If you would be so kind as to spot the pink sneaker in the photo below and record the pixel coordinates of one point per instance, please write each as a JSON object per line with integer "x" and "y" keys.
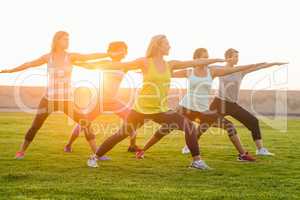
{"x": 103, "y": 158}
{"x": 20, "y": 155}
{"x": 140, "y": 154}
{"x": 68, "y": 149}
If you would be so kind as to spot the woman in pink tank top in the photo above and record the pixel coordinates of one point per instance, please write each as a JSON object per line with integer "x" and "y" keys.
{"x": 58, "y": 95}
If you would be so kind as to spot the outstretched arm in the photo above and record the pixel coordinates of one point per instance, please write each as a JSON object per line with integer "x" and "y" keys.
{"x": 183, "y": 73}
{"x": 223, "y": 71}
{"x": 262, "y": 66}
{"x": 35, "y": 63}
{"x": 175, "y": 64}
{"x": 76, "y": 57}
{"x": 126, "y": 66}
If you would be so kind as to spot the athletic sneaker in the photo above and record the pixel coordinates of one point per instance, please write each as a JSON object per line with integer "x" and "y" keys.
{"x": 245, "y": 158}
{"x": 67, "y": 149}
{"x": 185, "y": 150}
{"x": 139, "y": 154}
{"x": 103, "y": 158}
{"x": 199, "y": 164}
{"x": 92, "y": 161}
{"x": 133, "y": 149}
{"x": 264, "y": 152}
{"x": 20, "y": 155}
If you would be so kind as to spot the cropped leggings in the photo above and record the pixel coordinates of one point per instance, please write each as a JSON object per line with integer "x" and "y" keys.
{"x": 169, "y": 121}
{"x": 46, "y": 107}
{"x": 239, "y": 113}
{"x": 206, "y": 119}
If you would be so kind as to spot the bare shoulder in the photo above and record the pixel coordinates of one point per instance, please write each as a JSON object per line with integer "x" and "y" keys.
{"x": 45, "y": 57}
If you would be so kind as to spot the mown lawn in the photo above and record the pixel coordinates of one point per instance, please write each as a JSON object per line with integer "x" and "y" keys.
{"x": 49, "y": 173}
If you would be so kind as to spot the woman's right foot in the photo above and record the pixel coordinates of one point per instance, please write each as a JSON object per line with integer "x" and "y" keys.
{"x": 185, "y": 150}
{"x": 92, "y": 162}
{"x": 140, "y": 154}
{"x": 133, "y": 149}
{"x": 20, "y": 155}
{"x": 246, "y": 157}
{"x": 68, "y": 149}
{"x": 199, "y": 164}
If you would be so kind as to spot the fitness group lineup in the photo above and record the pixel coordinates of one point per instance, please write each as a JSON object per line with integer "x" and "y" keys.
{"x": 151, "y": 102}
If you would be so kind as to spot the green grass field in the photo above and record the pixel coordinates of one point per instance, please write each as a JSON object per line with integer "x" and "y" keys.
{"x": 49, "y": 173}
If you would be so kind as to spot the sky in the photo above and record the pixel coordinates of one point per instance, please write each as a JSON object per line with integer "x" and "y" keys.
{"x": 262, "y": 30}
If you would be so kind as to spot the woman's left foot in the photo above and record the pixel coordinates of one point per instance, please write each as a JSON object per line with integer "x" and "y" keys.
{"x": 103, "y": 158}
{"x": 68, "y": 149}
{"x": 264, "y": 152}
{"x": 133, "y": 149}
{"x": 20, "y": 155}
{"x": 140, "y": 154}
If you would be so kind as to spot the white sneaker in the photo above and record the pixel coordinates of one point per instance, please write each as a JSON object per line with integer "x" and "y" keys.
{"x": 185, "y": 150}
{"x": 200, "y": 164}
{"x": 264, "y": 152}
{"x": 92, "y": 162}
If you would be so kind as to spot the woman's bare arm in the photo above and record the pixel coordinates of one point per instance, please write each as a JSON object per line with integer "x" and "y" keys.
{"x": 35, "y": 63}
{"x": 126, "y": 66}
{"x": 175, "y": 64}
{"x": 263, "y": 66}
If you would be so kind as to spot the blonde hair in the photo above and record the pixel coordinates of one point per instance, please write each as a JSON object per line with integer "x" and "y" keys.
{"x": 198, "y": 53}
{"x": 230, "y": 52}
{"x": 154, "y": 45}
{"x": 57, "y": 36}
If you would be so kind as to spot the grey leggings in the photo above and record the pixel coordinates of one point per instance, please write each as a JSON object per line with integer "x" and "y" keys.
{"x": 239, "y": 113}
{"x": 169, "y": 121}
{"x": 46, "y": 107}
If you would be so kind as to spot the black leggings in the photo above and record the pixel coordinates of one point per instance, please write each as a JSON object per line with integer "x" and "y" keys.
{"x": 206, "y": 119}
{"x": 169, "y": 121}
{"x": 239, "y": 113}
{"x": 46, "y": 107}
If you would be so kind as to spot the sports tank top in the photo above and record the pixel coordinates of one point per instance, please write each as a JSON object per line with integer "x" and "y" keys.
{"x": 197, "y": 96}
{"x": 59, "y": 80}
{"x": 153, "y": 97}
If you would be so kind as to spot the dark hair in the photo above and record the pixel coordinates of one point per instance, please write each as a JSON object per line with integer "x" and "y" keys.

TASK GOAL:
Quote all of the entries word for word, omitting any pictures.

FINAL RESULT:
If you would be so kind as to spot the pink sneaker in the photo below and record the pixel coordinates of one point per instance, please write each as a JSON object per line with integer "x" and "y" keys.
{"x": 103, "y": 158}
{"x": 20, "y": 155}
{"x": 140, "y": 154}
{"x": 68, "y": 149}
If you would be so kind as to spot the woman in pink tank top in the photo above and record the pixel coordinates of one point per instance, please write each as a JSON object per line with integer "x" and "y" keys.
{"x": 58, "y": 95}
If you would be so kind as to spot the outstretched arm in the photo above and record the pixel coordinates of one point per instance, please write each as a JSON object per line with integer "x" and "y" keys.
{"x": 183, "y": 73}
{"x": 223, "y": 71}
{"x": 262, "y": 66}
{"x": 35, "y": 63}
{"x": 175, "y": 64}
{"x": 76, "y": 57}
{"x": 126, "y": 66}
If you would be so kind as to spot the athletic sneaker in the photo above and record the pixel coordinates of one point per instance, please write each as a JSON object per line with integer "x" and "y" keys.
{"x": 245, "y": 158}
{"x": 67, "y": 149}
{"x": 185, "y": 150}
{"x": 139, "y": 154}
{"x": 103, "y": 158}
{"x": 199, "y": 164}
{"x": 92, "y": 161}
{"x": 133, "y": 149}
{"x": 264, "y": 152}
{"x": 20, "y": 155}
If you would be so kind as to spot the cropped leggings in the photo above and record the pixel coordinates of one point per instance, please write each as a JSON object per line with integer "x" and "y" keys.
{"x": 169, "y": 121}
{"x": 46, "y": 107}
{"x": 239, "y": 113}
{"x": 206, "y": 119}
If you would be so kind as to spot the bare shoulder in the photo above and record the pixel coordinates of one point per instance, please write each as a JSON object per line with integer "x" and "y" keys.
{"x": 45, "y": 57}
If you would be so kind as to spot the mown lawn in the photo above and record the pixel coordinates of one point per instance, please write each as a JSON object per line with integer "x" and "y" keys.
{"x": 49, "y": 173}
If you would be so kind as to spot the woman's right foot in the photo above and record the pixel coordinates of one point per instance, please write each as a JSON object per line with integer "x" and "y" keys.
{"x": 185, "y": 150}
{"x": 92, "y": 162}
{"x": 140, "y": 154}
{"x": 133, "y": 149}
{"x": 20, "y": 155}
{"x": 246, "y": 157}
{"x": 68, "y": 149}
{"x": 199, "y": 164}
If you would be so kind as to spot the fitness group lineup in the photo above and record the pixel coordinates of one point per instance, please write each as a JSON object per line with integer "x" and "y" keys.
{"x": 151, "y": 102}
If you would be so kind as to spot the green grass field in the photo above and record the pixel coordinates of one point per instance, please write each as a JSON object per line with integer "x" and "y" keys.
{"x": 49, "y": 173}
If you would be so kind as to spot the sky in the photo above and record the pixel coordinates of one point per instance, please write each as a JSON object per line with integer "x" and "y" keys.
{"x": 262, "y": 30}
If you would be so kind as to spot the woman's left foot in the photo above and record the pixel coordinates of one point per instance, please write each as a JSON object per line with integer "x" and "y" keys.
{"x": 103, "y": 158}
{"x": 68, "y": 149}
{"x": 264, "y": 152}
{"x": 133, "y": 149}
{"x": 20, "y": 155}
{"x": 140, "y": 154}
If you would be so kind as to spot the white sneaker in the photo above and record the pixel coordinates of one point per instance, please write each as a JSON object per line with integer "x" and "y" keys.
{"x": 185, "y": 150}
{"x": 200, "y": 164}
{"x": 264, "y": 152}
{"x": 92, "y": 162}
If you would be so kind as to spot the woman's bare arm in the photo above and record the pixel coordinates of one point per instance, please write each as a JSON object per line with integer "x" and "y" keys.
{"x": 35, "y": 63}
{"x": 126, "y": 66}
{"x": 175, "y": 64}
{"x": 263, "y": 66}
If you would be so kind as to spot the blonde hair in the photo above and record the pixel coordinates of one point per instance, please write each as a JSON object per line with integer "x" and "y" keys.
{"x": 198, "y": 53}
{"x": 230, "y": 52}
{"x": 154, "y": 45}
{"x": 57, "y": 36}
If you would be so kind as to spot the grey leggings in the photo above and record the pixel coordinates of one point per instance, please write each as a JSON object per line with integer "x" and "y" keys.
{"x": 239, "y": 113}
{"x": 169, "y": 121}
{"x": 46, "y": 107}
If you would be so kind as to spot the black leggings in the photo above and record the pixel coordinates of one point per instance, please write each as a JSON object per line with integer "x" and "y" keys.
{"x": 206, "y": 119}
{"x": 169, "y": 121}
{"x": 239, "y": 113}
{"x": 46, "y": 107}
If you would be so kind as to spot the sports tank top in the photo above and record the pixel coordinates of one point per instance, please write each as a JSON object per line with integer "x" and "y" keys.
{"x": 197, "y": 96}
{"x": 59, "y": 80}
{"x": 153, "y": 97}
If you would be so kind as to spot the dark hair in the photo above and record the pixel coordinates of one point per instance, please write each as a JSON object per line with integer "x" and "y" keys.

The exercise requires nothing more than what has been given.